Document extract —
The key, then, in providing these touchpoints is to offer a few clues without giving up the whole game. That’s because a fleeting lack of understanding breeds the sort of deeply satisfying “aha” moments the Renwick Gallery made its signature during its blockbuster Spring show “WONDER,” which drew more than 700,000 visitors.

“There’s that moment when viewers realize that these spikes or these weird shapes or these colors begin to mean something in relationship to one another,” Viviano says.

In curating around “Global Cities,” Atkinson kept the sanctity of that “aha” moment in mind. “It just has to draw you in,” he says. “I think that ‘aha’ moment is the thing that keeps people coming back to the museum. It’s the enlightening moment that sort of shifts their thinking; that’s the reason that they come.”

For her, it’s all about varying “the ease with which people understand what that ‘aha’ moment is.”

“It’s important to run that gamut to have some things that people get very simply and walk up to and understand,” she says. “It’s also important to have some deeper, longer conversations.”

“Norwood’s is probably the more difficult and deep of the pieces that are here. But I think it really adds a dimension to the show.”

Visions and Revisions: Renwick Invitational 2016 runs through Jan. 8 at the Renwick Gallery, 17th Street & Pennsylvania Avenue NW.

Given exercise A — Decide whether each statement agrees with the excerpt about the Renwick Gallery, answering yes or no and quoting the words of the excerpt that settle it: (i) the "WONDER" show drew more than 700,000 visitors; (ii) Atkinson calls the "aha" moment the thing that keeps people coming back to the museum; (iii) the Renwick Gallery is located at 15th Street & Pennsylvania Avenue NW.
The text and the entries are unrelated to each other.

Annotation records

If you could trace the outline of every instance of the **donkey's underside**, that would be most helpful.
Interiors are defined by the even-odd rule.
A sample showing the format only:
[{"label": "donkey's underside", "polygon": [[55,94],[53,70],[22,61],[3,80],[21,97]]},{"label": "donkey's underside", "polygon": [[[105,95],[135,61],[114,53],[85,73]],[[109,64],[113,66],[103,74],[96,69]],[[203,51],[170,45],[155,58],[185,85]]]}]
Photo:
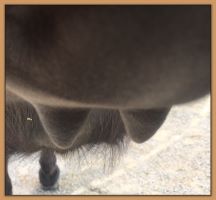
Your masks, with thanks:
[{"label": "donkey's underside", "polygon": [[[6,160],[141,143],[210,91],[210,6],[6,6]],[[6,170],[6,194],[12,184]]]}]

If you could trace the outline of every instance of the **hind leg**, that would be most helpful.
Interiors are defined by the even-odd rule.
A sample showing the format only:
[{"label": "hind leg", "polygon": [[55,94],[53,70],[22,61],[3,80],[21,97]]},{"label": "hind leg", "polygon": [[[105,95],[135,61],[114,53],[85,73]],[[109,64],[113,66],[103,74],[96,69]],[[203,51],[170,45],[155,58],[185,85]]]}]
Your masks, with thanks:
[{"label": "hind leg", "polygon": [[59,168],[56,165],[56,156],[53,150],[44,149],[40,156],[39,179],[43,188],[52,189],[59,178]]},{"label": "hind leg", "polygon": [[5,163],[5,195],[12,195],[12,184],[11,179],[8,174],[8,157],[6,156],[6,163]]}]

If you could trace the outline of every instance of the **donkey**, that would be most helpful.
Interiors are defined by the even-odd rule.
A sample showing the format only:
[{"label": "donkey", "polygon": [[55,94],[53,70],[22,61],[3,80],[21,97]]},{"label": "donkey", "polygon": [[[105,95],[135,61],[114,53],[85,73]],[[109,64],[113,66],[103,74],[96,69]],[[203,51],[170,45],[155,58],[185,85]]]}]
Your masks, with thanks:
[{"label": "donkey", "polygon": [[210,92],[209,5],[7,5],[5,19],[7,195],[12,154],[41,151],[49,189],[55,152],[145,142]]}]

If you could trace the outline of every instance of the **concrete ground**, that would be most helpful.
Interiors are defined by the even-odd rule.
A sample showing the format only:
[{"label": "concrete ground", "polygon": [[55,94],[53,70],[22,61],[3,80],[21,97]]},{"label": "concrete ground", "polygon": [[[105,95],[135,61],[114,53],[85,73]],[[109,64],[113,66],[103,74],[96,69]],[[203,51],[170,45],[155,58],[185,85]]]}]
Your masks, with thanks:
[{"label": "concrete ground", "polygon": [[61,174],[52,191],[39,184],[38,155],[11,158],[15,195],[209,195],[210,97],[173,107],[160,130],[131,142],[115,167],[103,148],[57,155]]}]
...
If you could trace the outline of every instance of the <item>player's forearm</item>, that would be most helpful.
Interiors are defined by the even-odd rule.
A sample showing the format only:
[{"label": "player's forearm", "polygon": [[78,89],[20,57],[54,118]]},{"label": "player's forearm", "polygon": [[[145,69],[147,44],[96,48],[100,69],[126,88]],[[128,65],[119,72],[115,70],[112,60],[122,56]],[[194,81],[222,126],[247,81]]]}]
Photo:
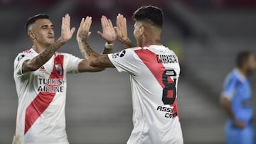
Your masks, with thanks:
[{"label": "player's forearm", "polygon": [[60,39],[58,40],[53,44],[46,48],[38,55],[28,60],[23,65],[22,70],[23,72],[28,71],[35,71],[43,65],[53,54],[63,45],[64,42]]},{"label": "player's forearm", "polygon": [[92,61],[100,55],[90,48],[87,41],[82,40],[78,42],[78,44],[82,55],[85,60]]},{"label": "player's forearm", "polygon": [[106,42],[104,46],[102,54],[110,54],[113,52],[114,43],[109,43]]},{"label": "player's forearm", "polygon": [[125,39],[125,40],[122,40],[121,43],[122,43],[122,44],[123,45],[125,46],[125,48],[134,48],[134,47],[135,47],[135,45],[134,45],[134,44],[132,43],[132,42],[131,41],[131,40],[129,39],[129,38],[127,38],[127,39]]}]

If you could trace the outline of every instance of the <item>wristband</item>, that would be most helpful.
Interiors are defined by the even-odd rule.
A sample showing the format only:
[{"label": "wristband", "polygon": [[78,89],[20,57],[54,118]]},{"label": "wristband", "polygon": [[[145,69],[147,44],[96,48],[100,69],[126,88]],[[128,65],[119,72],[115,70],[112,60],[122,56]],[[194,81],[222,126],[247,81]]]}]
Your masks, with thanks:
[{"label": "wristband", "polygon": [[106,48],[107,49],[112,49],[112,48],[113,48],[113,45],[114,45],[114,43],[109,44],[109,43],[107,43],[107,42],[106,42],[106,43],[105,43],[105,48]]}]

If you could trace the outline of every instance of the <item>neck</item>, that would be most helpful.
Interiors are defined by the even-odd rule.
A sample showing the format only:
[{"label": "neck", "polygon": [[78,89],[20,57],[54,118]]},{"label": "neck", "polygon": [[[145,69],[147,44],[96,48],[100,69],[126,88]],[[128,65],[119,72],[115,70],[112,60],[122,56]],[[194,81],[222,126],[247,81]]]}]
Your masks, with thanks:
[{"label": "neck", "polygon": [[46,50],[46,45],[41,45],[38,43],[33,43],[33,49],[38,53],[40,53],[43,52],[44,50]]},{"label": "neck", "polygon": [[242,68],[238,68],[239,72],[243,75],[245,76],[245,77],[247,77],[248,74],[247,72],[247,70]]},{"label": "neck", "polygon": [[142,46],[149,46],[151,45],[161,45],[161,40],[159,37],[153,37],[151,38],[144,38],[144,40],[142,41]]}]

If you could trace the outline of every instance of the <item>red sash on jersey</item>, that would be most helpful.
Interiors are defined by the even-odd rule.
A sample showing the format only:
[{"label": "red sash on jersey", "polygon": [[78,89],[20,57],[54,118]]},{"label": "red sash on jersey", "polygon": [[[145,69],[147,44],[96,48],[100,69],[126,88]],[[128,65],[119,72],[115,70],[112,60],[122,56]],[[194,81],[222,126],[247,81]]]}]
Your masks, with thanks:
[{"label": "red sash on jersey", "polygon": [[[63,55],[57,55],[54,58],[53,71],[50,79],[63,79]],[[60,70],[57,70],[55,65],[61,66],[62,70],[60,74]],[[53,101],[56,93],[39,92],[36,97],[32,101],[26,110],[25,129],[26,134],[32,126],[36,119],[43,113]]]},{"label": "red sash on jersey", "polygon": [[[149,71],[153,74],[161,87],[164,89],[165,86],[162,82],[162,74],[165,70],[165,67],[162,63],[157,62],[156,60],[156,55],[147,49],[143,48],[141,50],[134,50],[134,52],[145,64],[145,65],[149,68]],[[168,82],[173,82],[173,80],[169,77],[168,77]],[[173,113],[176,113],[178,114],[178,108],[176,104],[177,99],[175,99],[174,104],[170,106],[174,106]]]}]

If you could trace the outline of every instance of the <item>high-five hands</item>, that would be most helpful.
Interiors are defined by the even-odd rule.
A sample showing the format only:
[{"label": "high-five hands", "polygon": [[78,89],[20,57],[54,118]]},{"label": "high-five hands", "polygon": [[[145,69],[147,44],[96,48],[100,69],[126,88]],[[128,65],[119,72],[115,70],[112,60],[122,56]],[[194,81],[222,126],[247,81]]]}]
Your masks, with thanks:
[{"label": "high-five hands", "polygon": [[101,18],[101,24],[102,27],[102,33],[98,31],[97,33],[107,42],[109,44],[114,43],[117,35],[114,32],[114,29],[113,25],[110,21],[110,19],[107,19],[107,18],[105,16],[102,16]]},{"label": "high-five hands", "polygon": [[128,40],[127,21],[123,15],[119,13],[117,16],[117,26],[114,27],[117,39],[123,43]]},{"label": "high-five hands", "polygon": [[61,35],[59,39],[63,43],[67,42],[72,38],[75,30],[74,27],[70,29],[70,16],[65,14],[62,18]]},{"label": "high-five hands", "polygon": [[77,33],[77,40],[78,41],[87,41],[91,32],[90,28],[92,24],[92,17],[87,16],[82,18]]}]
* * *
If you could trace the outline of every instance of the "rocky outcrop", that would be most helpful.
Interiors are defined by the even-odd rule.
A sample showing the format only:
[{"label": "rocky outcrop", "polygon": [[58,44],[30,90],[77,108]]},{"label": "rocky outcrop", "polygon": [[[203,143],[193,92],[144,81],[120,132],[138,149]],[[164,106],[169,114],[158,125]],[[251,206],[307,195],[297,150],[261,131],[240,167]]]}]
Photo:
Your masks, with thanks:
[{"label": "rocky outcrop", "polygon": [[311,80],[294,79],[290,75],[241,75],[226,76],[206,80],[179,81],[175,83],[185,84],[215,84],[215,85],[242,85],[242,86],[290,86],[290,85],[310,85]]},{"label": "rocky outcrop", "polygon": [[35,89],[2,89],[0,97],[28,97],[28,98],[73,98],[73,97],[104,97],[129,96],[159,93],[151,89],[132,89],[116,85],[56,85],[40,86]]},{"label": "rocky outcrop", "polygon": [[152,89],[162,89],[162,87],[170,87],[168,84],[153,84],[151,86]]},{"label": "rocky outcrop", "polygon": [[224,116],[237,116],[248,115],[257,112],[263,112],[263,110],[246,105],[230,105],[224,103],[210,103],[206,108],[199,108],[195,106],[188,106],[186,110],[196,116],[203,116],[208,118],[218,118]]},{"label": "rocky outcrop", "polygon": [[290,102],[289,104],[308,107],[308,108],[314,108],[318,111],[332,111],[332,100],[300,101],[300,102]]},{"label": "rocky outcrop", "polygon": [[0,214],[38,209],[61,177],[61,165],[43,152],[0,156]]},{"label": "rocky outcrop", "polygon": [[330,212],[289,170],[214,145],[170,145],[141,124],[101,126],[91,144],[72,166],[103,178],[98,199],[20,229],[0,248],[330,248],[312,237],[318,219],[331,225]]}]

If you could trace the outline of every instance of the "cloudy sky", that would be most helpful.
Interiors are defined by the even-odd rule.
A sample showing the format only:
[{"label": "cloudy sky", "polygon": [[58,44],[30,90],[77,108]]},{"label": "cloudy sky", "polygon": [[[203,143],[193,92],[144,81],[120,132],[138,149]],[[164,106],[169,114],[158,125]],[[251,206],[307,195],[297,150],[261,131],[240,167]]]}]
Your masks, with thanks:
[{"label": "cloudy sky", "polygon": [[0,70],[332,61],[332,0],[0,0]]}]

Given exercise B — Identify every line of the entries that contains the string "neck", and copy each such line. Treat uppercase and lowercase as different.

Exercise response A —
(i) Yes: "which drew more than 700,000 visitors."
(ii) Yes: "I think that ‘aha’ moment is the thing that keeps people coming back to the museum."
(iii) No: "17th Street & Pennsylvania Avenue NW."

Exercise response B —
If you could trace the outline of every instance of the <item>neck</item>, that would be most helpful.
[{"label": "neck", "polygon": [[78,89],[20,57],[54,118]]},{"label": "neck", "polygon": [[[145,69],[147,44],[96,48],[100,69],[126,88]],[[128,65],[119,72],[115,70],[112,60],[122,56]],[[194,81],[222,126],[247,81]]]}]
[{"label": "neck", "polygon": [[46,50],[46,45],[41,45],[38,43],[33,43],[33,49],[38,53],[40,53],[43,52],[44,50]]},{"label": "neck", "polygon": [[242,68],[238,68],[239,72],[243,75],[245,76],[245,77],[247,77],[248,74],[247,72],[247,70]]},{"label": "neck", "polygon": [[142,46],[149,46],[151,45],[161,45],[161,40],[159,37],[153,37],[151,38],[144,38],[144,40],[142,41]]}]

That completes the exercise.